| Image-backed grounding data |
_ _ _

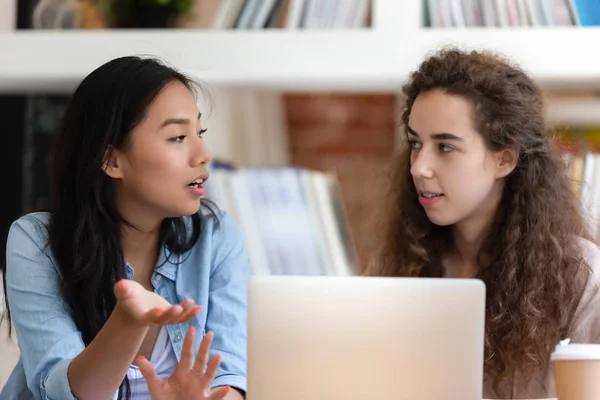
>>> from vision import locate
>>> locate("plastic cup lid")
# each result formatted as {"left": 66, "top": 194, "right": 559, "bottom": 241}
{"left": 551, "top": 339, "right": 600, "bottom": 361}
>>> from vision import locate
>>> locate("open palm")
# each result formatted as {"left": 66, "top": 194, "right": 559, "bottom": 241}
{"left": 137, "top": 328, "right": 230, "bottom": 400}
{"left": 114, "top": 279, "right": 201, "bottom": 326}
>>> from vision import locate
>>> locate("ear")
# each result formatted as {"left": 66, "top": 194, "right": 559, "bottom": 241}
{"left": 494, "top": 148, "right": 518, "bottom": 179}
{"left": 102, "top": 146, "right": 124, "bottom": 179}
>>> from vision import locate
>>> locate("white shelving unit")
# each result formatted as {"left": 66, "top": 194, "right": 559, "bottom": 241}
{"left": 1, "top": 1, "right": 600, "bottom": 94}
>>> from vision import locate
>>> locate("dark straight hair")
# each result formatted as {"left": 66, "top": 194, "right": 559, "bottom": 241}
{"left": 1, "top": 56, "right": 217, "bottom": 399}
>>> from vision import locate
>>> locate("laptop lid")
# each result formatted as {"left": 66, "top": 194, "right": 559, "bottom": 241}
{"left": 247, "top": 275, "right": 486, "bottom": 400}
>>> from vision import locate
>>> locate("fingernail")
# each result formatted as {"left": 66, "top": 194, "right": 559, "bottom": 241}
{"left": 225, "top": 386, "right": 231, "bottom": 393}
{"left": 135, "top": 355, "right": 145, "bottom": 363}
{"left": 119, "top": 280, "right": 125, "bottom": 291}
{"left": 190, "top": 327, "right": 196, "bottom": 334}
{"left": 156, "top": 308, "right": 165, "bottom": 315}
{"left": 194, "top": 305, "right": 203, "bottom": 313}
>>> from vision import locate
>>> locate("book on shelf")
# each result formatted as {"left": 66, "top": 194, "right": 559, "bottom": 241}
{"left": 426, "top": 0, "right": 600, "bottom": 28}
{"left": 177, "top": 0, "right": 371, "bottom": 30}
{"left": 205, "top": 162, "right": 358, "bottom": 276}
{"left": 560, "top": 127, "right": 600, "bottom": 241}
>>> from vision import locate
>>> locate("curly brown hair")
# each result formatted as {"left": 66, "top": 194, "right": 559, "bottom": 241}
{"left": 368, "top": 48, "right": 592, "bottom": 396}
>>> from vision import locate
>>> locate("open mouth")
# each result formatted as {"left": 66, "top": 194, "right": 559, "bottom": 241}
{"left": 420, "top": 191, "right": 443, "bottom": 198}
{"left": 187, "top": 178, "right": 205, "bottom": 188}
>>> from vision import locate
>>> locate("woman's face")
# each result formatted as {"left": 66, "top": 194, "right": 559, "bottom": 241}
{"left": 407, "top": 89, "right": 514, "bottom": 228}
{"left": 106, "top": 81, "right": 211, "bottom": 223}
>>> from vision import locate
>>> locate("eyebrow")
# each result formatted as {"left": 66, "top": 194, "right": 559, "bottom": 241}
{"left": 160, "top": 112, "right": 202, "bottom": 128}
{"left": 406, "top": 125, "right": 464, "bottom": 142}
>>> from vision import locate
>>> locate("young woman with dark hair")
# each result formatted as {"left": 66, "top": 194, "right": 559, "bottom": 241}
{"left": 1, "top": 56, "right": 248, "bottom": 400}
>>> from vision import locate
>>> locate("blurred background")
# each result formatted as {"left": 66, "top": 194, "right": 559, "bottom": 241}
{"left": 1, "top": 0, "right": 600, "bottom": 386}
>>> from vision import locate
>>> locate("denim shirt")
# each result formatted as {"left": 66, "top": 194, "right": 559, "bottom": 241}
{"left": 0, "top": 210, "right": 249, "bottom": 400}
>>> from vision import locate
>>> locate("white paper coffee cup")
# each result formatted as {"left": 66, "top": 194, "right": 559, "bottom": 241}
{"left": 551, "top": 340, "right": 600, "bottom": 400}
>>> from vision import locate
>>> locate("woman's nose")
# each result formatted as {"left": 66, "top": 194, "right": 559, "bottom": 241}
{"left": 410, "top": 150, "right": 434, "bottom": 179}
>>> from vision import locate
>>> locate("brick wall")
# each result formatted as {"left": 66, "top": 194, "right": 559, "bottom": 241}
{"left": 284, "top": 94, "right": 399, "bottom": 272}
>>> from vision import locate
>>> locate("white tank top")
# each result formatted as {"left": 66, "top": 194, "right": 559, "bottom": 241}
{"left": 127, "top": 326, "right": 179, "bottom": 399}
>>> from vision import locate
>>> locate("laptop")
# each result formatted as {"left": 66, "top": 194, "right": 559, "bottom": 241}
{"left": 247, "top": 275, "right": 486, "bottom": 400}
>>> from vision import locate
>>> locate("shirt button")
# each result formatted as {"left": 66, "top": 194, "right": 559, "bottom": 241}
{"left": 155, "top": 274, "right": 162, "bottom": 281}
{"left": 174, "top": 335, "right": 182, "bottom": 342}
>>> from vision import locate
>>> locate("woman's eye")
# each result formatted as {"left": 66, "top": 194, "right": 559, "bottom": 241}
{"left": 408, "top": 140, "right": 422, "bottom": 150}
{"left": 440, "top": 144, "right": 453, "bottom": 152}
{"left": 198, "top": 128, "right": 207, "bottom": 138}
{"left": 170, "top": 135, "right": 186, "bottom": 142}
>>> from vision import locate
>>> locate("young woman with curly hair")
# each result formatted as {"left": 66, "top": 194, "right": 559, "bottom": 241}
{"left": 367, "top": 48, "right": 600, "bottom": 399}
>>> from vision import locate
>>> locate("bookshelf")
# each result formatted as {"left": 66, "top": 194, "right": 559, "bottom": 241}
{"left": 205, "top": 164, "right": 358, "bottom": 276}
{"left": 1, "top": 1, "right": 600, "bottom": 93}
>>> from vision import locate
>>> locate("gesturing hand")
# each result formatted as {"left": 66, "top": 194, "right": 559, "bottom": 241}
{"left": 114, "top": 279, "right": 202, "bottom": 327}
{"left": 137, "top": 327, "right": 230, "bottom": 400}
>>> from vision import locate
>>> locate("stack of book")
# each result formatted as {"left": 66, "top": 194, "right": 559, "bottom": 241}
{"left": 205, "top": 162, "right": 358, "bottom": 276}
{"left": 426, "top": 0, "right": 600, "bottom": 28}
{"left": 178, "top": 0, "right": 371, "bottom": 30}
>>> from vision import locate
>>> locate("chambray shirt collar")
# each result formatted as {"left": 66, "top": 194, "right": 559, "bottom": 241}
{"left": 154, "top": 248, "right": 180, "bottom": 281}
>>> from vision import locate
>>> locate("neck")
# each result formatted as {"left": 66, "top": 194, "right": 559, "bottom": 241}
{"left": 447, "top": 181, "right": 504, "bottom": 278}
{"left": 450, "top": 221, "right": 489, "bottom": 273}
{"left": 115, "top": 188, "right": 164, "bottom": 284}
{"left": 121, "top": 222, "right": 162, "bottom": 284}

_ _ _

Using the records above, output an exact copy without any pictures.

>>> from vision import locate
>>> locate("plastic cup lid")
# each result formatted as {"left": 66, "top": 194, "right": 559, "bottom": 241}
{"left": 551, "top": 339, "right": 600, "bottom": 361}
>>> from vision import locate
>>> locate("open palm")
# each result formatted as {"left": 66, "top": 194, "right": 559, "bottom": 241}
{"left": 137, "top": 328, "right": 230, "bottom": 400}
{"left": 114, "top": 279, "right": 201, "bottom": 326}
>>> from vision import locate
>>> locate("ear")
# each result formatted as {"left": 66, "top": 194, "right": 559, "bottom": 241}
{"left": 494, "top": 148, "right": 518, "bottom": 179}
{"left": 102, "top": 146, "right": 124, "bottom": 179}
>>> from vision import locate
>>> locate("white shelving unit")
# each result formatted as {"left": 66, "top": 194, "right": 559, "bottom": 241}
{"left": 1, "top": 1, "right": 600, "bottom": 94}
>>> from vision import locate
>>> locate("dark straight hair")
# each result formatted as {"left": 66, "top": 194, "right": 559, "bottom": 241}
{"left": 1, "top": 56, "right": 217, "bottom": 399}
>>> from vision import locate
>>> locate("laptop lid")
# each result formatted as {"left": 66, "top": 194, "right": 559, "bottom": 241}
{"left": 247, "top": 275, "right": 486, "bottom": 400}
>>> from vision import locate
>>> locate("fingernail")
# each result formatted as {"left": 66, "top": 194, "right": 559, "bottom": 241}
{"left": 225, "top": 386, "right": 231, "bottom": 393}
{"left": 135, "top": 355, "right": 145, "bottom": 363}
{"left": 119, "top": 280, "right": 125, "bottom": 291}
{"left": 190, "top": 327, "right": 196, "bottom": 334}
{"left": 156, "top": 308, "right": 165, "bottom": 315}
{"left": 194, "top": 305, "right": 203, "bottom": 313}
>>> from vision import locate
>>> locate("book on shelf")
# each result formatted as {"left": 66, "top": 194, "right": 559, "bottom": 241}
{"left": 426, "top": 0, "right": 600, "bottom": 28}
{"left": 177, "top": 0, "right": 371, "bottom": 30}
{"left": 205, "top": 162, "right": 358, "bottom": 276}
{"left": 560, "top": 127, "right": 600, "bottom": 241}
>>> from vision import locate
>>> locate("curly brown hair")
# each result formatted as {"left": 66, "top": 194, "right": 559, "bottom": 241}
{"left": 368, "top": 48, "right": 592, "bottom": 396}
>>> from vision import locate
>>> locate("open mouth")
# each result formatted as {"left": 66, "top": 194, "right": 559, "bottom": 241}
{"left": 420, "top": 191, "right": 443, "bottom": 198}
{"left": 187, "top": 178, "right": 205, "bottom": 188}
>>> from vision import locate
>>> locate("woman's face")
# each result formatted as {"left": 66, "top": 194, "right": 559, "bottom": 241}
{"left": 407, "top": 89, "right": 514, "bottom": 228}
{"left": 106, "top": 81, "right": 211, "bottom": 223}
>>> from vision import locate
>>> locate("eyebrow")
# each result formatted as {"left": 66, "top": 194, "right": 559, "bottom": 241}
{"left": 160, "top": 112, "right": 202, "bottom": 128}
{"left": 406, "top": 125, "right": 464, "bottom": 142}
>>> from vision import locate
>>> locate("young woman with dark hair")
# each result formatted as {"left": 66, "top": 194, "right": 559, "bottom": 241}
{"left": 1, "top": 56, "right": 248, "bottom": 400}
>>> from vision import locate
>>> locate("blurred background")
# each result formatted as {"left": 66, "top": 194, "right": 559, "bottom": 241}
{"left": 1, "top": 0, "right": 600, "bottom": 386}
>>> from vision import locate
>>> locate("denim shirt")
# each result formatted as {"left": 66, "top": 194, "right": 559, "bottom": 241}
{"left": 0, "top": 210, "right": 249, "bottom": 400}
>>> from vision import locate
>>> locate("white paper coffee cup")
# each result formatted as {"left": 66, "top": 194, "right": 559, "bottom": 241}
{"left": 551, "top": 340, "right": 600, "bottom": 400}
>>> from vision import locate
>>> locate("woman's nose")
# each result formatted as {"left": 66, "top": 194, "right": 559, "bottom": 241}
{"left": 410, "top": 150, "right": 434, "bottom": 179}
>>> from vision import locate
>>> locate("brick wall")
# each result formatted as {"left": 66, "top": 194, "right": 559, "bottom": 241}
{"left": 284, "top": 94, "right": 399, "bottom": 272}
>>> from vision import locate
>>> locate("white tank top")
# each result formatted as {"left": 66, "top": 194, "right": 559, "bottom": 241}
{"left": 127, "top": 326, "right": 179, "bottom": 399}
>>> from vision import locate
>>> locate("laptop")
# each result formatted as {"left": 66, "top": 194, "right": 559, "bottom": 241}
{"left": 247, "top": 275, "right": 486, "bottom": 400}
>>> from vision import locate
>>> locate("shirt button")
# each result formatted as {"left": 66, "top": 194, "right": 559, "bottom": 241}
{"left": 155, "top": 274, "right": 162, "bottom": 281}
{"left": 174, "top": 335, "right": 182, "bottom": 342}
>>> from vision import locate
>>> locate("woman's eye")
# each result formatted as {"left": 66, "top": 194, "right": 559, "bottom": 241}
{"left": 408, "top": 140, "right": 422, "bottom": 150}
{"left": 440, "top": 144, "right": 453, "bottom": 152}
{"left": 198, "top": 128, "right": 207, "bottom": 138}
{"left": 170, "top": 135, "right": 186, "bottom": 142}
>>> from vision import locate
>>> locate("young woman with curly hair")
# each result formatted as {"left": 66, "top": 194, "right": 559, "bottom": 241}
{"left": 367, "top": 48, "right": 600, "bottom": 399}
>>> from vision import locate
>>> locate("bookshelf")
# each result formatted as {"left": 66, "top": 194, "right": 559, "bottom": 241}
{"left": 205, "top": 164, "right": 358, "bottom": 276}
{"left": 1, "top": 1, "right": 600, "bottom": 93}
>>> from vision import locate
>>> locate("gesturing hand")
# each result formatted as {"left": 66, "top": 194, "right": 559, "bottom": 241}
{"left": 114, "top": 279, "right": 202, "bottom": 327}
{"left": 137, "top": 327, "right": 230, "bottom": 400}
>>> from vision import locate
>>> locate("stack of book")
# each result formatted as {"left": 66, "top": 194, "right": 559, "bottom": 241}
{"left": 205, "top": 162, "right": 358, "bottom": 276}
{"left": 426, "top": 0, "right": 600, "bottom": 28}
{"left": 178, "top": 0, "right": 371, "bottom": 30}
>>> from vision import locate
>>> locate("chambray shirt collar")
# each result formatted as {"left": 66, "top": 194, "right": 559, "bottom": 241}
{"left": 154, "top": 248, "right": 180, "bottom": 281}
>>> from vision import locate
>>> locate("neck")
# each result formatted as {"left": 66, "top": 194, "right": 559, "bottom": 241}
{"left": 447, "top": 181, "right": 504, "bottom": 278}
{"left": 450, "top": 221, "right": 489, "bottom": 273}
{"left": 115, "top": 188, "right": 164, "bottom": 284}
{"left": 121, "top": 222, "right": 162, "bottom": 284}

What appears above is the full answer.